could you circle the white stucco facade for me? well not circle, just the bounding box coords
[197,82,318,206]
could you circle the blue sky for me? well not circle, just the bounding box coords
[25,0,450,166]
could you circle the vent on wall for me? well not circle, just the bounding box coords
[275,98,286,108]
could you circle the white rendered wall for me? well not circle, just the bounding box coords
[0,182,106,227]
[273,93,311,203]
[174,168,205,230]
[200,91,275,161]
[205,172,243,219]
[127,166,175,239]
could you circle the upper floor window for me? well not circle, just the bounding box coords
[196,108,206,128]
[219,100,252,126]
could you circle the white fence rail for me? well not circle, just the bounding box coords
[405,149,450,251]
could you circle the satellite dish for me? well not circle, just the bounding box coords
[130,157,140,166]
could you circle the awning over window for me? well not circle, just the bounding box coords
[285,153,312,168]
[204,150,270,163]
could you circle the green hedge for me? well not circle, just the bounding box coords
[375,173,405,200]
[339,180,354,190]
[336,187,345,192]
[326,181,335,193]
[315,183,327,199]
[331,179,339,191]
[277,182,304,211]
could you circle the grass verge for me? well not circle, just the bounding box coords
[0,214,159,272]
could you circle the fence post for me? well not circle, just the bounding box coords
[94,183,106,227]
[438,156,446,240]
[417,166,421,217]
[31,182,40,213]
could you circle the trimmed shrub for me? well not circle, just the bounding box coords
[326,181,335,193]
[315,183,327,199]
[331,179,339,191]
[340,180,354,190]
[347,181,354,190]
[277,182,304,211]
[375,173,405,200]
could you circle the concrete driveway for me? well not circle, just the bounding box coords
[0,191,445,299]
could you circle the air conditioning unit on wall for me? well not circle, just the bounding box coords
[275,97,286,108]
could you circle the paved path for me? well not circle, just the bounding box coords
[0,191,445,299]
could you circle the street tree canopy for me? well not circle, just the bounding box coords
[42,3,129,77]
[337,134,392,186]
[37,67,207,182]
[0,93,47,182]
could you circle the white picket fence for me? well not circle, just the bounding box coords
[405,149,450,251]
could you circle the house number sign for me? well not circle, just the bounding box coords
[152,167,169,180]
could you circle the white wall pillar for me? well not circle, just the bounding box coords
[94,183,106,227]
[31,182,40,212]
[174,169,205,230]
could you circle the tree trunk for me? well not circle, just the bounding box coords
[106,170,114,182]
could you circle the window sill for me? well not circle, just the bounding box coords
################
Keep only the lines from the line with "could you circle the street" to the end of the records above, and repeat them exactly.

could you circle the street tree canopy for me? well not circle, just the bounding box coords
[42,3,129,77]
[337,134,392,186]
[37,67,207,182]
[0,93,47,182]
could you circle the white picket fence for me? well not circle, just the bounding box coords
[405,149,450,251]
could you circle the house number sign for me? well not circle, just the bounding box coords
[152,167,169,180]
could you circle the white wall pillar for me? well not circle, just the bounding box coords
[94,183,106,227]
[31,182,40,212]
[174,169,205,230]
could you circle the tree trunk for me? well not circle, just the bounding box coords
[106,170,114,182]
could you circle the window sill for me? well not circle, just the bounding box coords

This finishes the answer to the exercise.